▸ **OBJECTIVE**:
Identify every line in the data below that contains the word "column", and copy each of those lines.

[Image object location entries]

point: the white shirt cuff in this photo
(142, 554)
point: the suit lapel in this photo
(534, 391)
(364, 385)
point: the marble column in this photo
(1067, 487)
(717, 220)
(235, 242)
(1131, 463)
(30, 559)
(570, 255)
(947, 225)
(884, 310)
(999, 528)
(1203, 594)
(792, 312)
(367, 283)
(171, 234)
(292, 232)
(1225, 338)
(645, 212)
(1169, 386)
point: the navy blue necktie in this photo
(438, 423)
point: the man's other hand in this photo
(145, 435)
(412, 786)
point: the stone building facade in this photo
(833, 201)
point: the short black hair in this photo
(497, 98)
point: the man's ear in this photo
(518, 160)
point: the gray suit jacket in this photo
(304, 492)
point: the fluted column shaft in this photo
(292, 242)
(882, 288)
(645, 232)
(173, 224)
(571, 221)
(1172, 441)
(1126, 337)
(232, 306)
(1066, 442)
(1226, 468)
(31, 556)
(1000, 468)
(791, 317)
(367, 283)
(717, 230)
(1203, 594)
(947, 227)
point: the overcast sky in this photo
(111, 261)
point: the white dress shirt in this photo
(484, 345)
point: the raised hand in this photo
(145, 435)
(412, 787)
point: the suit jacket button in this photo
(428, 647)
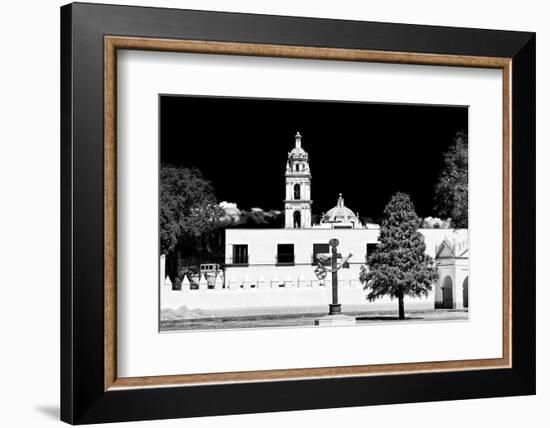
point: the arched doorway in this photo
(447, 290)
(296, 191)
(465, 292)
(297, 219)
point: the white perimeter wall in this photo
(263, 284)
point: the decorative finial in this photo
(298, 139)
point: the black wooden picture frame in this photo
(84, 397)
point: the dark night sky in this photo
(365, 151)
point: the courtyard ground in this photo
(308, 319)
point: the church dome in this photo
(298, 151)
(341, 214)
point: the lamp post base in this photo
(335, 320)
(335, 309)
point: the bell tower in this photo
(298, 188)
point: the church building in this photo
(275, 268)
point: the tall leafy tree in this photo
(399, 266)
(451, 190)
(189, 216)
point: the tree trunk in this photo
(401, 308)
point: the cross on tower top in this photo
(298, 140)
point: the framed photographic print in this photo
(265, 213)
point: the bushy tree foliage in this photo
(451, 190)
(189, 216)
(399, 266)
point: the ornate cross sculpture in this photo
(321, 272)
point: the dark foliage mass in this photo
(190, 218)
(451, 190)
(399, 266)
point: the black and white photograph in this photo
(311, 213)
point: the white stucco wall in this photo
(262, 284)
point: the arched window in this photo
(465, 293)
(447, 290)
(296, 191)
(297, 219)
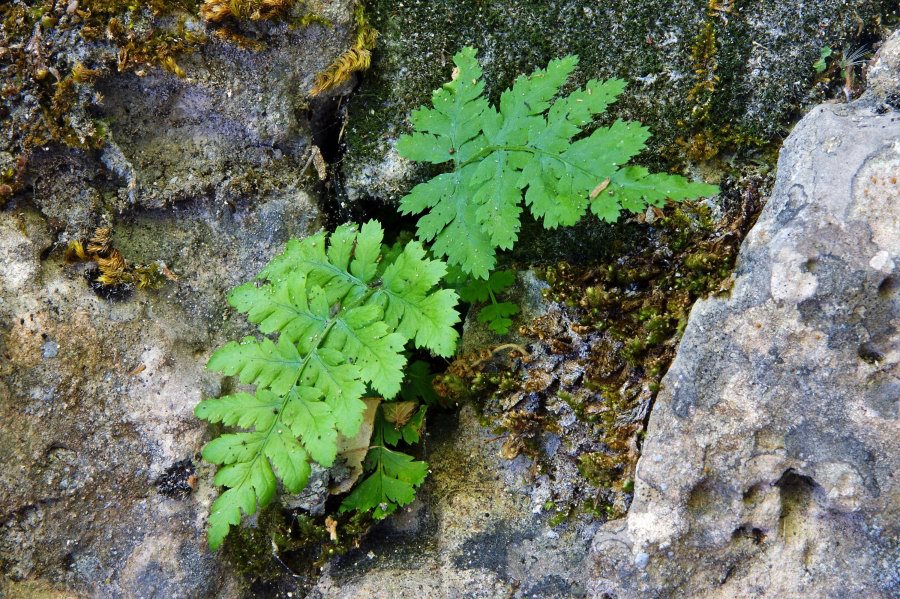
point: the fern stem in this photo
(531, 150)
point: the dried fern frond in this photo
(75, 253)
(82, 74)
(112, 269)
(101, 242)
(354, 59)
(215, 11)
(357, 58)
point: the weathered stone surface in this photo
(704, 76)
(101, 489)
(769, 468)
(475, 531)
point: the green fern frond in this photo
(530, 148)
(342, 316)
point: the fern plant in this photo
(529, 146)
(336, 319)
(497, 315)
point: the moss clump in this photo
(285, 542)
(601, 350)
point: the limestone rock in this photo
(102, 492)
(702, 75)
(769, 468)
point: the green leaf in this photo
(427, 317)
(241, 409)
(497, 316)
(392, 484)
(338, 311)
(481, 291)
(634, 188)
(418, 385)
(313, 422)
(824, 53)
(533, 148)
(263, 363)
(250, 482)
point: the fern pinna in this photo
(341, 315)
(527, 145)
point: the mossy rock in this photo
(708, 77)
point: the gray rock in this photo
(102, 492)
(703, 76)
(769, 468)
(474, 531)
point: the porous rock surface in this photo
(102, 493)
(769, 468)
(101, 489)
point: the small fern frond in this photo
(341, 318)
(356, 58)
(532, 148)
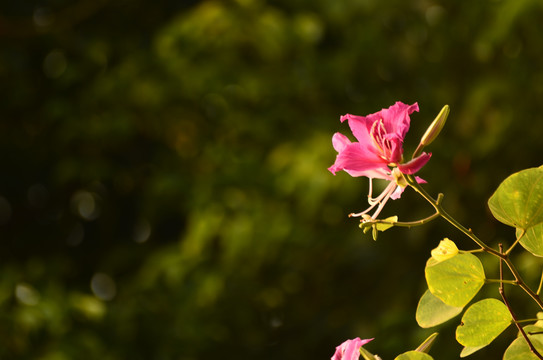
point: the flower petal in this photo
(340, 141)
(350, 349)
(360, 127)
(358, 160)
(415, 165)
(396, 118)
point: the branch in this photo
(517, 324)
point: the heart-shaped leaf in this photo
(518, 201)
(431, 311)
(468, 350)
(457, 280)
(483, 322)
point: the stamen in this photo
(391, 188)
(378, 134)
(381, 200)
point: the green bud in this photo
(435, 128)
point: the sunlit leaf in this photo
(456, 280)
(483, 322)
(468, 350)
(427, 344)
(519, 350)
(414, 355)
(532, 240)
(431, 311)
(518, 201)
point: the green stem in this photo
(439, 209)
(517, 323)
(407, 224)
(515, 243)
(510, 282)
(540, 285)
(436, 203)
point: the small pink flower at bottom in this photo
(350, 349)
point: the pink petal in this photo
(396, 118)
(397, 193)
(414, 165)
(350, 349)
(360, 127)
(340, 141)
(358, 160)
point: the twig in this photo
(517, 324)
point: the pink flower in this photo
(350, 349)
(378, 154)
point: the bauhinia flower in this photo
(350, 349)
(378, 153)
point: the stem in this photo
(439, 209)
(469, 233)
(501, 281)
(515, 243)
(540, 284)
(517, 324)
(407, 224)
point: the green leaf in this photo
(414, 355)
(427, 344)
(431, 311)
(518, 201)
(483, 322)
(457, 280)
(519, 350)
(468, 350)
(532, 240)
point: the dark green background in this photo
(173, 154)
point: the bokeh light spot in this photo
(54, 64)
(103, 286)
(26, 294)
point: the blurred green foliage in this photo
(164, 192)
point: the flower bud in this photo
(435, 128)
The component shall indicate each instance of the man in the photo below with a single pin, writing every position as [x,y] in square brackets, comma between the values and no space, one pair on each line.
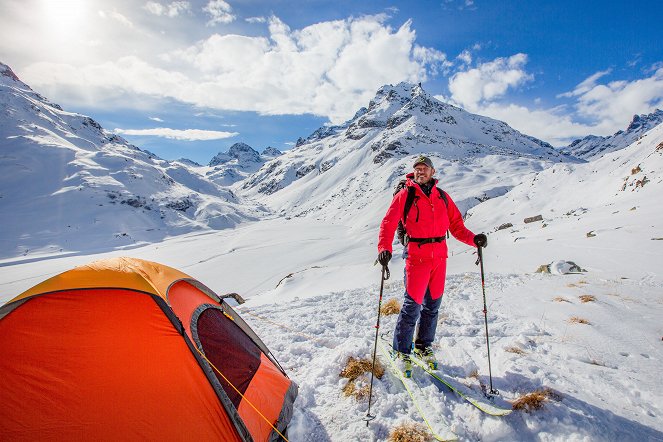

▸ **ANSWER FOR THE TASK**:
point: the marble column in this photo
point: the fluted column shaft in this photo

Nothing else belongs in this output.